EXERCISE TASK => Print the following records again line for line, changing nothing in any of them.

Items listed in a dataset:

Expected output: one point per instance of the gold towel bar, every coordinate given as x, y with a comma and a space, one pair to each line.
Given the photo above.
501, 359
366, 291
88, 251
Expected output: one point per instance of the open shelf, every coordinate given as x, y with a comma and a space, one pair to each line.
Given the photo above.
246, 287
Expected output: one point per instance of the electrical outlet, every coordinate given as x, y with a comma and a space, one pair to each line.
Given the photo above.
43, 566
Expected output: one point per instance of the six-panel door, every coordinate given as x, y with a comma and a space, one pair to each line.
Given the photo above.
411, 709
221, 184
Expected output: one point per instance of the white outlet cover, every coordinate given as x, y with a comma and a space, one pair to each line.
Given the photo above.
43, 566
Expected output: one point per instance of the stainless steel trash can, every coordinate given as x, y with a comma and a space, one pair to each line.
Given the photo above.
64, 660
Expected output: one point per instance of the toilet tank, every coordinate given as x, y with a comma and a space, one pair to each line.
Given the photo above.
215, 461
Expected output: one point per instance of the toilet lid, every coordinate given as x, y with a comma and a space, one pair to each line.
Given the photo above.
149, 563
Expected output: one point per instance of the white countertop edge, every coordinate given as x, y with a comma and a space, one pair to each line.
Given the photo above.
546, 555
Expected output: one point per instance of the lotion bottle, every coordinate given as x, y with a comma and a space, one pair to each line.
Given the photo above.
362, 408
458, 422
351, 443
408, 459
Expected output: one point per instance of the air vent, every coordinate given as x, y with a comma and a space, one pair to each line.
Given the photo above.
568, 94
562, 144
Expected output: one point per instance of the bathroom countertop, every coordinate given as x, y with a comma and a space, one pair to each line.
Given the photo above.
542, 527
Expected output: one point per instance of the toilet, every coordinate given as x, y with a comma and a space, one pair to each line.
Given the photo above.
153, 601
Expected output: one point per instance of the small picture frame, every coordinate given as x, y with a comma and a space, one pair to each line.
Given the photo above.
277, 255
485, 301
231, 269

ANSWER IN FULL =>
Expected output: one point per instance of the gold towel bar, every coordinate given as x, y with a comma and a space, one pair to each line.
Given the photo above.
501, 359
366, 291
88, 251
Expected output: one point per instance of the open shelf, every coordinate given as x, y with a comma and a space, one pair to each line.
Given the photo above.
246, 287
Expected output: one point per instance of the electrical outlet, every coordinate given as x, y with a comma and a space, one pair to each line.
Given the photo above.
43, 566
Expected output: one point per instance of the six-panel door, every coordinate given as x, y with a comma and a space, one pair to each line.
Given the photo above.
411, 709
221, 184
Expected output: one point per instance of the white outlet cover, every coordinate given as x, y with a comma and a space, one pair to each line.
Given the photo above.
43, 566
Expected output: one point per instance of the stainless steel trash can, every coordinate given as x, y with a comma and a space, one pair to each line.
Given the photo above.
64, 660
Expected output: one point per instance of the toilet tank, every coordinate given as x, y with a comma and a space, one pair to each line.
Given the photo above.
215, 461
Expected output: one point per instance of the toilet lid, every coordinate given as x, y with a comma and a space, one pair to each line.
Given the photo above.
149, 563
Expected output: one point per instance of the white countertop edge, every coordinate given as x, y with a comma and a space, one pair to each line.
Given the photo above.
546, 555
Expected output: one point per instance of the lotion bottle, every coordinate given as x, y with a comma and a space, one pair to each line.
Given the photo above.
362, 408
458, 422
351, 443
408, 459
Expected output: one point per instance of the air vent, every coordinate given as x, y with a comma and a space, one pair to each line.
Given the photo above.
568, 94
562, 144
Expected output: one point per instance of the bathroom countertop, every coordinate given as x, y with a comma and a space, one pair to each line.
Given the photo above.
542, 527
Expected output: one point per instance of the toilet, every coordinate given as x, y with a comma and a space, one pair to each line.
Given the photo above.
153, 601
Expected output: one point per instance of the small picture frame, every coordinate given as x, y with a comma and a space, one pair to each line.
Given the photo above.
277, 255
485, 301
231, 269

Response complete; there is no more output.